Copy out all of the material that follows, line for line, without changing anything.

-- Begin --

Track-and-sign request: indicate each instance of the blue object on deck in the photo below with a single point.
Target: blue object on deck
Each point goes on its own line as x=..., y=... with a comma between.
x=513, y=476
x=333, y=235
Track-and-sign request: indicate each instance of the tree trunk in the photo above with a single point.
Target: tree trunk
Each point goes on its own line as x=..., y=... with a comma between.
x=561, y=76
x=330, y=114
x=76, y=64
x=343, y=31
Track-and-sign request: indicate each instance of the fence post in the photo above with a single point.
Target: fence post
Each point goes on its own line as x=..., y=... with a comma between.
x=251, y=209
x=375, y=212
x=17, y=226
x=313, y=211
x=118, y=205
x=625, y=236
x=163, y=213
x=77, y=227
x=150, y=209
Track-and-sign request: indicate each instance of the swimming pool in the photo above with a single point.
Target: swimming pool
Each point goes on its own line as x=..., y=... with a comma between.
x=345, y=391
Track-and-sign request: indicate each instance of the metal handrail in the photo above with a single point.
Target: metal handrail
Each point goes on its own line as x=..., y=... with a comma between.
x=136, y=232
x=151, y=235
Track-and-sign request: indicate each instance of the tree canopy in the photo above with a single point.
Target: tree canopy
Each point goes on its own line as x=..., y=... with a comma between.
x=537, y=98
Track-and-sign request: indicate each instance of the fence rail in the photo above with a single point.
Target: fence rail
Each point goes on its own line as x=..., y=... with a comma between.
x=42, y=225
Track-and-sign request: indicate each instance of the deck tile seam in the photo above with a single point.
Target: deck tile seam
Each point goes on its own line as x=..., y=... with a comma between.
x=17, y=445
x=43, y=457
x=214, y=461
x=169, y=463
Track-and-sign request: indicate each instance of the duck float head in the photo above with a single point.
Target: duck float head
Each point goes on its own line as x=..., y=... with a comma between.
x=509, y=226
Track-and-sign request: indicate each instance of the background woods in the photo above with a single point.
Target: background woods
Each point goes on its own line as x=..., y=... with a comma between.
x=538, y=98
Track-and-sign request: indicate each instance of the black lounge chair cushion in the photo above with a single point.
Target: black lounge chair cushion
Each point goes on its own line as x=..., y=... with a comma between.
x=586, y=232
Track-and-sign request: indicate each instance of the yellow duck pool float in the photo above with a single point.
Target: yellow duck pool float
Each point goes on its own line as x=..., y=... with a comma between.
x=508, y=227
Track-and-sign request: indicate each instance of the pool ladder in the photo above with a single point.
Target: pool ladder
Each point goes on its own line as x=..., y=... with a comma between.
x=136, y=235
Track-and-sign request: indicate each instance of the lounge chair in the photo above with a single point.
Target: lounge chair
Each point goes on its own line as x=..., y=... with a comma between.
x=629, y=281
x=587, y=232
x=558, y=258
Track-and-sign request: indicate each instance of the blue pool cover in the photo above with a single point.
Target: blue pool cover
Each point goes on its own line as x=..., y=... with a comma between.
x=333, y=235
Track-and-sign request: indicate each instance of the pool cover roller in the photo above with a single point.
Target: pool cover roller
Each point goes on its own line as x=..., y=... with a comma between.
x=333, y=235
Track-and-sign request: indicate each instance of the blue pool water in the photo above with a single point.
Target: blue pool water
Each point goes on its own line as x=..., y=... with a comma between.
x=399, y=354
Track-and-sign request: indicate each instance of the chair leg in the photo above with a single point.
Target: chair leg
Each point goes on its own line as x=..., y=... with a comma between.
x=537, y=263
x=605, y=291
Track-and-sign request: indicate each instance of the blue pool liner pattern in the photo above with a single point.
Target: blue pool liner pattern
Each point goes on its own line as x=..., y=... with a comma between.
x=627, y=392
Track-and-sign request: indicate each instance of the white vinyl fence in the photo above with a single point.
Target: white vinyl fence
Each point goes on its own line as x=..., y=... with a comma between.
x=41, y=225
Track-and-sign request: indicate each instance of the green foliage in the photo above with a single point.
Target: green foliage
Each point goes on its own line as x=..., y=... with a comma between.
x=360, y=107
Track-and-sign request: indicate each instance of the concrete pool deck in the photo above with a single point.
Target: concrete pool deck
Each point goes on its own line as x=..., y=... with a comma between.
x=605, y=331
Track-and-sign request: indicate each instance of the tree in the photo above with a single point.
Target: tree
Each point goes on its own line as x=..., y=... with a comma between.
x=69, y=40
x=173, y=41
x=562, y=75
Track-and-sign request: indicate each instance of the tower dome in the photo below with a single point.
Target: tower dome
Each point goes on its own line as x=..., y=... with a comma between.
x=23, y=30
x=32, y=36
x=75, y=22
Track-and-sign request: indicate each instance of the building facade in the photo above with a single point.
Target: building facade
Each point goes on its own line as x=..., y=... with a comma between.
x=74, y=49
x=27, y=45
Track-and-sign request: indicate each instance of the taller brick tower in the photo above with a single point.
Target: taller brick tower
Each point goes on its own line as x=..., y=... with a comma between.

-- End --

- Exercise solution -
Track-and-sign request: indicate each instance of the blue object on deck in the photo below with a single point.
Target: blue object on deck
Each point goes on its own line as x=..., y=... with a comma between.
x=513, y=476
x=333, y=235
Track-and-sign request: indicate each instance of the tree trunk in the photo above with a single point.
Target: tree trunk
Each point goes on its own line as x=..., y=... with a comma between.
x=561, y=76
x=330, y=114
x=76, y=64
x=343, y=31
Track-and-sign request: indicate each instance of the fence post in the photo above with a single point.
Target: fence post
Each point goes on its own line as x=..., y=... with a comma between.
x=251, y=209
x=375, y=212
x=17, y=226
x=313, y=211
x=118, y=205
x=625, y=236
x=163, y=213
x=77, y=227
x=150, y=209
Track-and-sign request: indicate each instance of the swimming pool in the photo above with a single point.
Target: swimming pool
Each point goes on its own line as x=..., y=... with a comma between.
x=345, y=391
Track-and-sign request: indicate each instance of the metal handrail in the photo above with a single point.
Target: metal handrail
Each point goes on its own line as x=..., y=... with a comma between.
x=136, y=232
x=151, y=235
Track-and-sign request: indicate each instance of the tree canopy in the photo above with a single point.
Target: tree canopy
Each point goes on its own line as x=..., y=... with a comma between.
x=537, y=98
Track-and-sign request: indicate each instance of the fence rail in the photo above with a single point.
Target: fence rail
Each point goes on its own line as x=..., y=... with a comma between.
x=42, y=225
Track-and-sign request: indicate each instance of the deck tile seam in the photo above with a single point.
Target: deck tile seam
Each point goes on its own line as x=..., y=... with a comma between.
x=17, y=445
x=43, y=457
x=214, y=461
x=169, y=463
Track-and-sign request: indicate each instance of the duck float head in the photo above with a single point.
Target: duck float head
Each point goes on its own line as x=..., y=... with a comma between.
x=509, y=226
Track-and-sign request: indicate each instance of the background woods in the photo above with a single point.
Target: background woods
Each point goes on its own line as x=..., y=... with a comma between.
x=538, y=98
Track-and-sign request: indicate each instance of the black lounge chair cushion in the photo above with a single point.
Target: black lounge chair cushion
Each point goes on its own line as x=..., y=... with a comma between.
x=586, y=232
Track-and-sign request: indicate each instance of the yellow duck pool float in the photo above with a single point.
Target: yellow duck pool float
Each point goes on its own line as x=..., y=... with a comma between.
x=508, y=227
Track-and-sign request: indicate each instance of the pool ladder in the photo above with a single point.
Target: pool ladder
Each point goes on its own line as x=..., y=... with a comma between.
x=136, y=235
Track-and-sign request: indicate each instance of the lounge chair in the photo above with a single point.
Target: lounge chair
Each point goes on its own line as x=..., y=... with a comma between.
x=629, y=281
x=587, y=232
x=558, y=258
Track-and-sign request: indicate each instance of the blue pool cover in the photo above with a single point.
Target: blue pool cover
Each point goes on its own line as x=..., y=... with a comma between.
x=333, y=235
Track-and-sign request: indicate each instance of the pool cover roller in the photo above with a single point.
Target: pool cover roller
Each point goes on its own line as x=..., y=... with a comma between.
x=333, y=235
Track-and-sign request: indicate each instance of the blue pool water in the photo above with a single point.
Target: blue pool water
Each point goes on its own line as x=..., y=... with a comma between.
x=399, y=354
Track-and-sign request: indicate each instance of the chair leg in the photo above with a single point.
Target: chair leg
Each point goes on its own line as x=..., y=... with a comma between.
x=537, y=263
x=605, y=291
Track-and-sign request: indicate each instance of the blue pool liner pattern in the photo above with a single point.
Target: blue pool liner pattern
Each point goes on its own line as x=..., y=... with a comma between.
x=627, y=392
Track-and-sign request: indicate each instance of the white vinyl fence in the photo above with a single point.
Target: white vinyl fence
Each point goes on its own line as x=..., y=... with a comma between.
x=41, y=225
Track-and-sign request: indicate each instance of the green foliage in the photo above with a single point.
Target: green foliage
Each point goes on its own line as x=..., y=... with a comma between.
x=360, y=107
Track-and-sign request: indicate each instance of the concrete pool deck in the photo above with a single point.
Target: concrete pool deck
Each point goes on its own line as x=..., y=... with a comma between.
x=605, y=331
Track-and-sign request: indicate each instance of the tree in the photo above with a single point.
Target: tree
Each point goes on its own line as x=..., y=... with a comma between.
x=69, y=40
x=173, y=41
x=562, y=75
Track-and-sign request: indicate each instance of the tower dome in the photo below with a single point.
Target: tower dome
Each point goes on its own line as x=..., y=... with a comma between.
x=23, y=30
x=32, y=36
x=75, y=22
Track-and-sign request: indicate each instance of the building facade in the photo above with a single point.
Target: building facade
Each point goes on its own line as x=..., y=... with a comma between.
x=74, y=49
x=27, y=45
Track-and-sign request: indicate each instance of the taller brick tower in the photo above with a single point.
Target: taller brick tower
Each point goes on its own line as x=..., y=... with a comma between.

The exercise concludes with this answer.